Ive almost finished my first build myself, just awaiting for the varnish to be delievered and then im done! I'm looking at making another one for my 5 month old Bosc monitor.

Below are a couple pics from the one I've just done for my beardie:


----------



## bluepoolshark (May 4, 2010)

That's a cracking background, great work :no1:

As for the Supersnow design I want it to look like a mountain face heading up to a peak, with lots of hides and access to them will be via paths in the front and also via hidden paths within the build


----------



## Jamesferrassie (Jul 14, 2011)

bluepoolshark said:


> That's a cracking background, great work :no1:
> 
> As for the Supersnow design I want it to look like a mountain face heading up to a peak, with lots of hides and access to them will be via paths in the front and also via hidden paths within the build


 
Thanks bro, much appreciated! had stupid amounts of fun making it.

Wow, that sounds awesome! definitely with the enclosed trails and hides within the build. really interested in seeing what you come up with!

Eventually once i've done the build for my bosc, I'm going to attempt fake tree stump build for my chilean rose spider.


----------



## Kxiz (Jun 5, 2011)

Jamesferrassie said:


> Below are a couple pics from the one I've just done for my beardie:
> 
> image
> image


What did you use to get that texture? Normal grout doesn't look anywhere near as nice as that!


----------



## Jamesferrassie (Jul 14, 2011)

Kxiz said:


> What did you use to get that texture? Normal grout doesn't look anywhere near as nice as that!
────
* Written exercise 1 *
Transcribe the records from the line containing "Where can you find the woman in this" through the end of the records, leaving out the pictures.
The forum thread and the records were drawn from separate sources.

(Photo object-pointing records)
────
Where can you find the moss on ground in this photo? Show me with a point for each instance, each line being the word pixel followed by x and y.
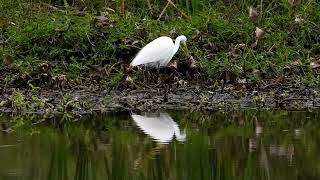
pixel 44 45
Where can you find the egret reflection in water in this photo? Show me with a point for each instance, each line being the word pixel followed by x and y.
pixel 160 127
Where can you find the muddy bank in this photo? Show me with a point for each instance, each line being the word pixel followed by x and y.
pixel 91 99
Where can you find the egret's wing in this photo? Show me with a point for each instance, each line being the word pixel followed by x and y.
pixel 154 127
pixel 159 49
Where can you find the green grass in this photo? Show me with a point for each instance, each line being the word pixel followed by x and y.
pixel 72 43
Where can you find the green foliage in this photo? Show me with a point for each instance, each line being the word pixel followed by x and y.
pixel 73 42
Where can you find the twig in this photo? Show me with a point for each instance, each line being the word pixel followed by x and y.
pixel 261 4
pixel 169 1
pixel 164 9
pixel 149 5
pixel 52 7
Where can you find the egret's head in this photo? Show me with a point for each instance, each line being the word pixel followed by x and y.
pixel 183 39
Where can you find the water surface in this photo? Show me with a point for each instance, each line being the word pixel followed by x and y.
pixel 167 145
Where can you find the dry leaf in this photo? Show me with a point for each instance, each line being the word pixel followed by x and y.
pixel 234 52
pixel 294 2
pixel 253 14
pixel 193 63
pixel 8 60
pixel 315 64
pixel 129 79
pixel 298 20
pixel 174 64
pixel 259 33
pixel 296 63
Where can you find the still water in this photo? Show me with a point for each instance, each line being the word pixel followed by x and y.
pixel 167 145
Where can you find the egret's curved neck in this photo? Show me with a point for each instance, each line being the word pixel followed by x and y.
pixel 176 44
pixel 180 136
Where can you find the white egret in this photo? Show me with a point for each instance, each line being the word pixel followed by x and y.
pixel 161 128
pixel 159 52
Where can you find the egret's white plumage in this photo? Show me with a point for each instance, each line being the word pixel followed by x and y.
pixel 162 128
pixel 159 52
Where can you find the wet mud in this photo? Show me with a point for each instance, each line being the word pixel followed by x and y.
pixel 90 99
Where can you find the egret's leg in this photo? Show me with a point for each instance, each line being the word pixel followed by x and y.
pixel 158 70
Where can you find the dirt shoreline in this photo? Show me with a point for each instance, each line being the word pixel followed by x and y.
pixel 90 99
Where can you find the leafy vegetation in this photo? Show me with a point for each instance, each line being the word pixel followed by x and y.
pixel 61 43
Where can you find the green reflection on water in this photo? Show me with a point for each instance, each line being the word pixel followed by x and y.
pixel 239 145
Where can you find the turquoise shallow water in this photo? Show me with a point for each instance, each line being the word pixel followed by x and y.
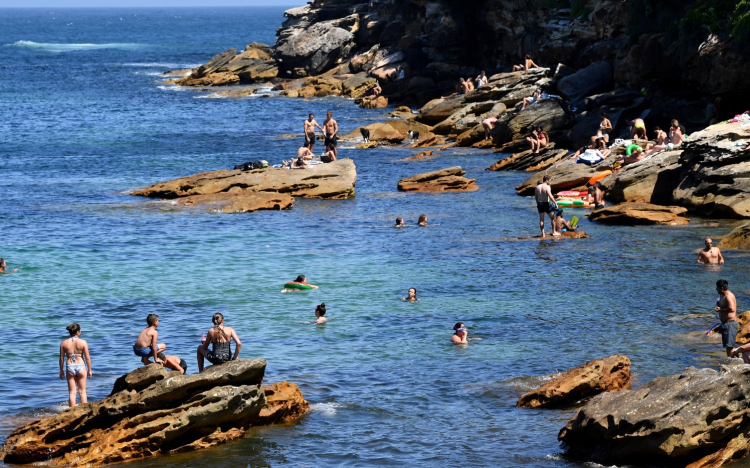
pixel 84 119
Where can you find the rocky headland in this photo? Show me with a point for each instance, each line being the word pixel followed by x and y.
pixel 153 412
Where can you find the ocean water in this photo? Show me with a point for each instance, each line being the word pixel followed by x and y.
pixel 85 118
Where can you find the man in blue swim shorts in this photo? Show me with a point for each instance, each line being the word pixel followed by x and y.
pixel 146 345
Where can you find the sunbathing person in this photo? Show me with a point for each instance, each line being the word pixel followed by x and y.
pixel 536 97
pixel 528 64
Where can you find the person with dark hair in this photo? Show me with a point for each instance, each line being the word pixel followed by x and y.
pixel 3 266
pixel 710 254
pixel 221 336
pixel 146 345
pixel 460 334
pixel 174 363
pixel 544 201
pixel 320 312
pixel 411 295
pixel 726 308
pixel 74 353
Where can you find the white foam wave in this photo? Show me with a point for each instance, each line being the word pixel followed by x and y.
pixel 51 47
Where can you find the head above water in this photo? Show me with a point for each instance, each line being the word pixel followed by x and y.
pixel 73 329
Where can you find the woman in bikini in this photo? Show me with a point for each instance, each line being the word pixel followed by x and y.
pixel 221 337
pixel 74 353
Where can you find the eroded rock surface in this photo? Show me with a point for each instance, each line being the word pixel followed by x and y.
pixel 600 375
pixel 698 416
pixel 335 180
pixel 445 180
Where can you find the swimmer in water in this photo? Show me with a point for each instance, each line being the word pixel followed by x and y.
pixel 3 266
pixel 461 335
pixel 74 354
pixel 411 295
pixel 320 312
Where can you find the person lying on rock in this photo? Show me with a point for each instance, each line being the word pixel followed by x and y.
pixel 536 97
pixel 174 363
pixel 726 308
pixel 559 223
pixel 146 344
pixel 711 254
pixel 528 64
pixel 220 336
pixel 460 333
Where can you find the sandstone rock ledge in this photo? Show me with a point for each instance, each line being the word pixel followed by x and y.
pixel 697 418
pixel 152 412
pixel 445 180
pixel 334 180
pixel 597 376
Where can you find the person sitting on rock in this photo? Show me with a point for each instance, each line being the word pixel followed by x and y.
pixel 460 333
pixel 221 336
pixel 320 311
pixel 559 223
pixel 304 153
pixel 488 124
pixel 527 65
pixel 174 363
pixel 330 154
pixel 527 101
pixel 533 140
pixel 711 254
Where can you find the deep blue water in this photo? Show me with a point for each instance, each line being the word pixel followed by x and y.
pixel 84 118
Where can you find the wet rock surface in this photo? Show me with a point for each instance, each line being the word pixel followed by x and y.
pixel 585 381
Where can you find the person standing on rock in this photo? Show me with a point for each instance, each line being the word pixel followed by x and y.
pixel 711 254
pixel 726 307
pixel 74 353
pixel 544 201
pixel 309 129
pixel 331 131
pixel 146 344
pixel 221 337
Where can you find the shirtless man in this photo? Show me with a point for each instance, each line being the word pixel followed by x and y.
pixel 543 196
pixel 309 129
pixel 710 254
pixel 304 153
pixel 331 129
pixel 727 309
pixel 528 64
pixel 146 344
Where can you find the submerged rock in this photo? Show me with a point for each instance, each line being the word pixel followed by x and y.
pixel 173 413
pixel 335 180
pixel 445 180
pixel 673 420
pixel 600 375
pixel 634 214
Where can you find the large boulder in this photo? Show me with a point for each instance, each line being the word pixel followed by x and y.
pixel 314 49
pixel 175 413
pixel 600 375
pixel 738 239
pixel 595 78
pixel 335 180
pixel 640 214
pixel 649 181
pixel 715 176
pixel 693 417
pixel 445 180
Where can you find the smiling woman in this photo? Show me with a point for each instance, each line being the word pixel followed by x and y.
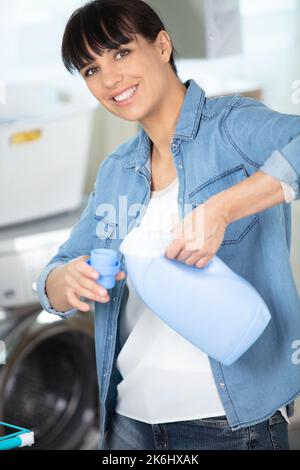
pixel 107 25
pixel 226 155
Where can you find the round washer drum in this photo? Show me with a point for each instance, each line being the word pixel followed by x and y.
pixel 49 382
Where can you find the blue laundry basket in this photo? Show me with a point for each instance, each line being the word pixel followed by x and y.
pixel 20 438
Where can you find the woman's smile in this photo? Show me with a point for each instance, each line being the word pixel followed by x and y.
pixel 127 97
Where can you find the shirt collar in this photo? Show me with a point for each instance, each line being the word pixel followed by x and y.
pixel 186 128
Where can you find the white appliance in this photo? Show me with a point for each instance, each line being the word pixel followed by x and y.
pixel 24 251
pixel 44 147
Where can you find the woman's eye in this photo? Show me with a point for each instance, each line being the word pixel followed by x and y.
pixel 90 72
pixel 123 51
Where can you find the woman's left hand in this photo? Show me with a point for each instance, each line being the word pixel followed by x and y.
pixel 199 235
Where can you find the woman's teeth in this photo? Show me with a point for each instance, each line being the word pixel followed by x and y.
pixel 126 95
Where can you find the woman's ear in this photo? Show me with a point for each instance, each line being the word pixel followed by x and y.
pixel 164 45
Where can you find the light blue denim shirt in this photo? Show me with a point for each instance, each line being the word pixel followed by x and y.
pixel 217 143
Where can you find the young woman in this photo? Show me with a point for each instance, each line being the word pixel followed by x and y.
pixel 231 158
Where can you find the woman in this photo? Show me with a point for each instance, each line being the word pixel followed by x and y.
pixel 234 160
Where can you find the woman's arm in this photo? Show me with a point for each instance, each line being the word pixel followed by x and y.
pixel 255 194
pixel 266 139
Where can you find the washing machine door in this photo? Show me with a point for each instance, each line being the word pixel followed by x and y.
pixel 49 381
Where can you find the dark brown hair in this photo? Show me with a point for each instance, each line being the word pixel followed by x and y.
pixel 108 24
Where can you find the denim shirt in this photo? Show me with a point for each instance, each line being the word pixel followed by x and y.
pixel 217 143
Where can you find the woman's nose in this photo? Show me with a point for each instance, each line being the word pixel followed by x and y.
pixel 111 78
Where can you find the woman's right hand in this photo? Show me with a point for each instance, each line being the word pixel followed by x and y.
pixel 80 281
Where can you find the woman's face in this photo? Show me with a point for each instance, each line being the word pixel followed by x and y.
pixel 138 69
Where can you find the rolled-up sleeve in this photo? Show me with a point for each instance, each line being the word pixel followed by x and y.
pixel 79 243
pixel 267 139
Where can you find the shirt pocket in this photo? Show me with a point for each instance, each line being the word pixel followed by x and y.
pixel 105 230
pixel 236 231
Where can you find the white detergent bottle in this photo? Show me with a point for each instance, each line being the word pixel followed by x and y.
pixel 214 308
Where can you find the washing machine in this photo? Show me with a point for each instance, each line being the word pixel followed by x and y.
pixel 49 381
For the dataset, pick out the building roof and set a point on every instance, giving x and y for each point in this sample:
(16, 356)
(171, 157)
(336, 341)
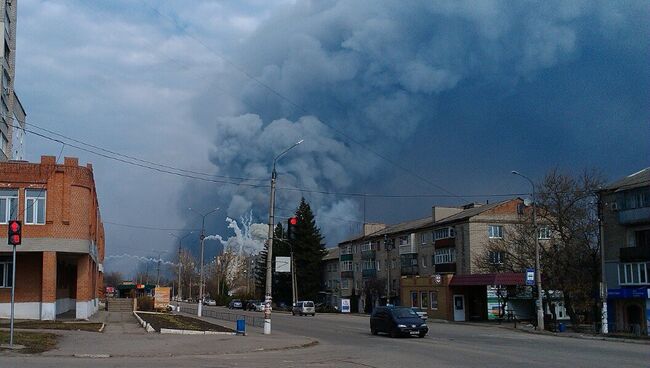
────
* Written exercise 2 *
Go on with the forum thread about building enclosure backgrounds from where it stops.

* Written reply 1 *
Where can you find the woman in this photo? Show me with a point for each instance, each line being the word pixel followed by x and y.
pixel 234 160
Where can you find the woman's arm in this photo? Show me with a point for each instance, each line being the word pixel followed by x and y.
pixel 255 194
pixel 266 139
Where can you find the washing machine door in this photo? Show me with a point for each instance, each line being the word pixel followed by x and y.
pixel 49 381
Where can you find the dark brown hair in this photo? Show me with a point for each instance, each line being the word pixel followed by x and y.
pixel 108 24
Where can you find the denim shirt in this photo? Show me with a point for each instance, each line being the word pixel followed by x and y.
pixel 217 143
Where can you find the woman's nose in this photo? Show me with a point for each instance, each line being the word pixel followed by x and y.
pixel 111 78
Where can you find the woman's right hand in this photo? Show me with a point for each instance, each line being the word pixel followed by x and y.
pixel 80 281
Where can you find the woman's face in this photo? Show me with a point for each instance, each line being the word pixel followed by x and y.
pixel 138 69
Where can you find the rolled-up sleeve in this photo? Show me with a point for each instance, each line being the word pixel followed by x and y.
pixel 79 243
pixel 267 139
Where can you find the shirt pocket in this photo? Show me with a point for each instance, each line being the word pixel followed by x and y.
pixel 105 230
pixel 236 231
Where can you find the white detergent bottle in this photo? Show me with a point for each instance, each line being the word pixel followed by x and y.
pixel 214 308
Where can you find the washing machine in this photo? Show me with a point for each instance, each line being the word pixel followed by x and y.
pixel 49 381
For the dataset, pick out the building roof and set a point on every instance, giving x and y for each point in this sample:
(16, 356)
(171, 157)
(336, 341)

* Written reply 2 *
 
I did 3 layers of all purpose grout from B&Q. Once that had set I mixed PVA glue with water and sand that you use to make cement to get the texture. I did 3 layers of this also to give it a really sturdy and strong structure. Once dry, I did some dry brushing with my younger brothers warhammer paint... he loves that stuff... to get the different colours you get in rocks.

All thats left to be done is apply 3 layers of decorater varnish which is currently awaiting to be delivered... Its taking an age!!

I hope that helps.


----------



## Kxiz (Jun 5, 2011)

Jamesferrassie said:


> I did 3 layers of all purpose grout from B&Q. Once that had set I mixed PVA glue with water and sand that you use to make cement to get the texture. I did 3 layers of this also to give it a really sturdy and strong structure. Once dry, I did some dry brushing with my younger brothers warhammer paint... he loves that stuff... to get the different colours you get in rocks.
> 
> All thats left to be done is apply 3 layers of decorater varnish which is currently awaiting to be delivered... Its taking an age!!
> 
> I hope that helps.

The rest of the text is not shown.